- SELECTED EXTRACT

***

Studio album by Primal Scream
- Released: 4 September 1989
- Genre: Alternative rock; hard rock; garage rock; blues rock;
- Length: 32:38
- Label: Creation
- Producer: Sister Anne

Primal Scream chronology
| Sonic Flower Groove (1987) | Primal Scream (1989) | Screamadelica (1991) |

Singles from Primal Scream
- "Ivy Ivy Ivy" Released: July 1989;

= Primal Scream (Primal Scream album) =

Primal Scream is the second studio album by Scottish rock band Primal Scream. It was released on 4 September 1989 in the United Kingdom by Creation Records and in the United States by Mercenary Records. Musically, it took a harder rock approach than their 1987 debut Sonic Flower Groove and did not achieve great success. However, the song "I'm Losing More Than I'll Ever Have" was later remixed to provide the breakthrough single "Loaded", which appeared on their much celebrated third album Screamadelica.

==Critical reception==

The album received mixed-to-positive reviews from music critics. Tim Sendra of AllMusic wrote: "While the group was capable of whipping up a credible approximation of thuggish hard rock, Bobby Gillespie's fragile wisp of a voice is rather ill-suited to kicking out the jams."

***

Segmentation dataset entries
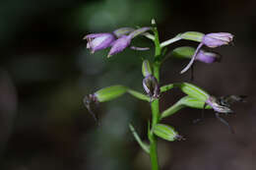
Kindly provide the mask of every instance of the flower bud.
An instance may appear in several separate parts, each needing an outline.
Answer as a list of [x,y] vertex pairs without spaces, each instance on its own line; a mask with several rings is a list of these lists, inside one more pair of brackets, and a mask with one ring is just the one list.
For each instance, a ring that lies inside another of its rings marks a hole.
[[211,48],[227,45],[233,39],[233,35],[228,32],[208,33],[204,35],[202,42]]
[[160,97],[160,89],[159,82],[154,76],[149,75],[146,78],[144,78],[143,87],[147,94],[151,97],[151,100]]
[[83,101],[89,113],[94,117],[95,121],[97,122],[97,116],[93,111],[94,105],[98,102],[96,96],[95,94],[86,95]]
[[192,84],[182,83],[182,84],[178,84],[177,85],[184,93],[200,101],[205,102],[210,96],[205,90]]
[[[205,101],[198,100],[189,95],[182,97],[179,101],[180,104],[183,104],[187,107],[196,108],[196,109],[204,109]],[[210,105],[206,105],[205,109],[211,109]]]
[[129,35],[122,35],[120,38],[116,39],[112,47],[107,54],[107,57],[110,57],[118,52],[123,51],[126,47],[128,47],[131,43],[132,37]]
[[[190,46],[177,47],[171,52],[171,56],[175,58],[191,59],[196,49]],[[221,60],[221,55],[215,52],[209,52],[201,49],[196,55],[195,60],[211,64],[214,62],[219,62]]]
[[169,142],[184,140],[171,126],[164,124],[157,124],[153,128],[153,133]]
[[179,36],[182,39],[193,40],[193,41],[197,41],[197,42],[201,42],[204,35],[205,35],[204,33],[201,33],[198,31],[186,31],[184,33],[179,34]]
[[109,47],[115,37],[112,33],[92,33],[84,37],[87,39],[87,48],[91,50],[92,53]]
[[206,100],[206,103],[209,104],[213,109],[218,113],[231,113],[232,110],[226,106],[222,105],[219,103],[218,99],[214,96],[209,96]]
[[151,63],[149,60],[144,60],[142,63],[142,74],[144,77],[152,75]]
[[96,92],[95,92],[95,96],[96,97],[97,101],[105,102],[119,97],[126,91],[127,87],[123,85],[112,85],[97,90]]

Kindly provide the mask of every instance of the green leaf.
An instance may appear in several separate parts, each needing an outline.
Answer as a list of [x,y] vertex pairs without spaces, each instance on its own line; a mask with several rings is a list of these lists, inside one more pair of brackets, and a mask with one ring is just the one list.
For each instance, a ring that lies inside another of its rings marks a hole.
[[197,42],[201,42],[204,35],[204,33],[198,31],[186,31],[179,34],[182,39],[193,40]]
[[175,140],[179,139],[179,135],[178,133],[170,126],[168,125],[164,125],[164,124],[157,124],[155,125],[155,127],[153,128],[153,133],[169,142],[173,142]]
[[[203,109],[205,102],[202,100],[198,100],[196,98],[193,98],[189,95],[182,97],[179,100],[179,103],[187,106],[187,107],[191,107],[191,108],[197,108],[197,109]],[[206,105],[205,109],[212,109],[212,107],[210,105]]]
[[175,58],[187,58],[191,59],[196,49],[191,46],[177,47],[171,51],[171,56]]
[[185,105],[183,105],[181,102],[178,101],[175,104],[173,104],[172,106],[170,106],[168,109],[164,110],[160,114],[160,119],[171,116],[184,107],[185,107]]
[[112,85],[97,90],[95,94],[99,102],[109,101],[117,98],[127,91],[123,85]]
[[142,147],[142,149],[143,149],[146,153],[150,154],[150,145],[142,142],[141,138],[140,138],[139,135],[136,133],[136,131],[135,131],[134,127],[132,126],[132,124],[129,124],[129,128],[130,128],[130,130],[131,130],[131,132],[132,132],[132,134],[133,134],[134,139],[135,139],[136,142],[140,144],[140,146]]
[[176,85],[179,86],[184,93],[201,101],[206,101],[210,96],[205,90],[192,84],[181,83],[176,84]]

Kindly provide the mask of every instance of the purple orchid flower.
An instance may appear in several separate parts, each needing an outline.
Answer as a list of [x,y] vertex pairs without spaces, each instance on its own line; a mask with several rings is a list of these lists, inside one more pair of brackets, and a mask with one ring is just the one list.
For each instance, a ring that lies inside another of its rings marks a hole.
[[125,48],[130,47],[134,50],[148,50],[149,48],[135,47],[131,46],[131,40],[150,30],[151,28],[141,28],[134,29],[131,28],[121,28],[113,32],[104,32],[104,33],[92,33],[84,37],[88,40],[87,48],[91,49],[91,52],[105,49],[111,47],[107,57],[110,57],[116,53],[123,51]]
[[222,45],[227,45],[233,40],[233,35],[228,32],[218,32],[218,33],[208,33],[204,35],[202,42],[210,47],[216,48]]
[[[112,47],[111,47],[107,57],[110,57],[110,56],[112,56],[112,55],[114,55],[116,53],[119,53],[119,52],[123,51],[125,48],[130,46],[130,43],[131,43],[131,41],[132,41],[132,39],[134,37],[138,36],[141,33],[144,33],[144,32],[148,31],[150,29],[151,29],[151,28],[141,28],[133,30],[128,35],[122,35],[121,37],[119,37],[118,39],[116,39],[112,43]],[[134,49],[134,50],[148,50],[149,48],[141,48],[141,47],[131,46],[131,49]]]
[[92,53],[96,51],[110,47],[115,40],[115,36],[112,33],[92,33],[84,37],[87,39],[87,48],[91,49]]
[[206,45],[210,48],[216,48],[222,45],[229,44],[233,39],[233,35],[228,32],[218,32],[218,33],[208,33],[205,34],[202,38],[201,43],[198,45],[194,55],[192,56],[188,65],[180,72],[181,74],[185,73],[194,63],[200,48],[203,45]]

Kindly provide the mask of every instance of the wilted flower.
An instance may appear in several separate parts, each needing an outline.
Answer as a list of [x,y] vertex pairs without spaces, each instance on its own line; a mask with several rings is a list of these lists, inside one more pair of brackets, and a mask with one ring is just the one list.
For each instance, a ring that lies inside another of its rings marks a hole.
[[214,62],[219,62],[221,60],[221,55],[215,52],[209,52],[201,49],[196,56],[196,60],[211,64]]
[[160,85],[158,80],[154,76],[149,75],[146,78],[144,78],[143,87],[147,92],[147,94],[151,97],[151,100],[160,97]]
[[91,52],[94,53],[111,46],[115,40],[115,36],[112,33],[92,33],[86,35],[84,39],[88,41],[87,48],[91,49]]
[[208,33],[204,35],[202,43],[211,48],[227,45],[233,39],[233,35],[228,32]]

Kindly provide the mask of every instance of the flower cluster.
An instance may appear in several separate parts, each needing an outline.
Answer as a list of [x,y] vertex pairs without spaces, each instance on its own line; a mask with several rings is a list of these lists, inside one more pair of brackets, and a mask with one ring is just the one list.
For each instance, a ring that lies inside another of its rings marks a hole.
[[123,51],[129,46],[134,50],[148,50],[149,48],[135,47],[131,46],[130,44],[134,37],[150,29],[151,28],[141,28],[138,29],[133,29],[131,28],[121,28],[114,30],[113,32],[91,33],[86,35],[84,39],[87,39],[87,48],[89,48],[92,53],[105,49],[107,47],[111,47],[107,55],[107,57],[110,57]]

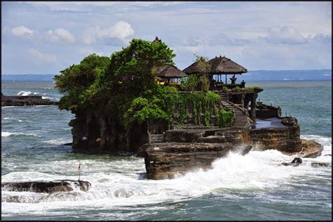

***

- STATED EXERCISE A
In the Primal Scream album article, what weakness does the AllMusic review point out, and what reason does it give? Answer in one to three sentences.
- STATED EXERCISE B
Reproduce word for word the passage of the Primal Scream album article between "Primal Scream chronology" and "third album Screamadelica.", inclusive.
These entries have no connection to the Primal Scream album article.

- WRITTEN SOLUTION A
The review grants that the group could produce a credible approximation of thuggish hard rock. It judges that Bobby Gillespie's fragile wisp of a voice is poorly suited to that kind of hard-hitting music.

- WRITTEN SOLUTION B
Primal Scream chronology
| Sonic Flower Groove (1987) | Primal Scream (1989) | Screamadelica (1991) |

Singles from Primal Scream
- "Ivy Ivy Ivy" Released: July 1989;

= Primal Scream (Primal Scream album) =

Primal Scream is the second studio album by Scottish rock band Primal Scream. It was released on 4 September 1989 in the United Kingdom by Creation Records and in the United States by Mercenary Records. Musically, it took a harder rock approach than their 1987 debut Sonic Flower Groove and did not achieve great success. However, the song "I'm Losing More Than I'll Ever Have" was later remixed to provide the breakthrough single "Loaded", which appeared on their much celebrated third album Screamadelica.